-- Input for this task follows --

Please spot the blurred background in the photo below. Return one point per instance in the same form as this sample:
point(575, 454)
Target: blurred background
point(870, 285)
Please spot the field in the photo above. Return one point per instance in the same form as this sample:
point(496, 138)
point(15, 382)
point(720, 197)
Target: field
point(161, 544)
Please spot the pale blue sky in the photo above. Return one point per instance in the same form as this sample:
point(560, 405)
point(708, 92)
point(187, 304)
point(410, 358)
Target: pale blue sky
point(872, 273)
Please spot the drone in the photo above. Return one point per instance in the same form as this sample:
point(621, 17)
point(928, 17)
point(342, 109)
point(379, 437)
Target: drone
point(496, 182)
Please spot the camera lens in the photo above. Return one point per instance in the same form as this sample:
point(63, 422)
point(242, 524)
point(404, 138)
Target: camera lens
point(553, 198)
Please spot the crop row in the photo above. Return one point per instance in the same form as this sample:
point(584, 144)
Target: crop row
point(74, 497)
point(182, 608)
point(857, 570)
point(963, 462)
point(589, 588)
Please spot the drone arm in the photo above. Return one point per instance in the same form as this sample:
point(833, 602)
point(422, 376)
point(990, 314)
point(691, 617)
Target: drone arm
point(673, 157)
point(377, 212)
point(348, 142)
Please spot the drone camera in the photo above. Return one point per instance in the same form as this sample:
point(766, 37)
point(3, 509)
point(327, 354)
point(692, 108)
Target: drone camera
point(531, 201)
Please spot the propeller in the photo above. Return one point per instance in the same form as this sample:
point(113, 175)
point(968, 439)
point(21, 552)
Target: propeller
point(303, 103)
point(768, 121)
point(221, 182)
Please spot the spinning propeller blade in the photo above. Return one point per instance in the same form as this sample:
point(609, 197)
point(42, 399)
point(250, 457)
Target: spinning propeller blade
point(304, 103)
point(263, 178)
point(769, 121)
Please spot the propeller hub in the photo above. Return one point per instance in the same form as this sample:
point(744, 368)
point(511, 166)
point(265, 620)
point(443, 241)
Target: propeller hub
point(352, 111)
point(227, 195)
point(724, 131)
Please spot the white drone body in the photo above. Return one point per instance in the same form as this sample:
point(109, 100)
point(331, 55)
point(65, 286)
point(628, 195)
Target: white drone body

-- Input for this task concluded --

» Work order
How many lines of the data above include the word "white"? Only that number should be returned.

» Task result
2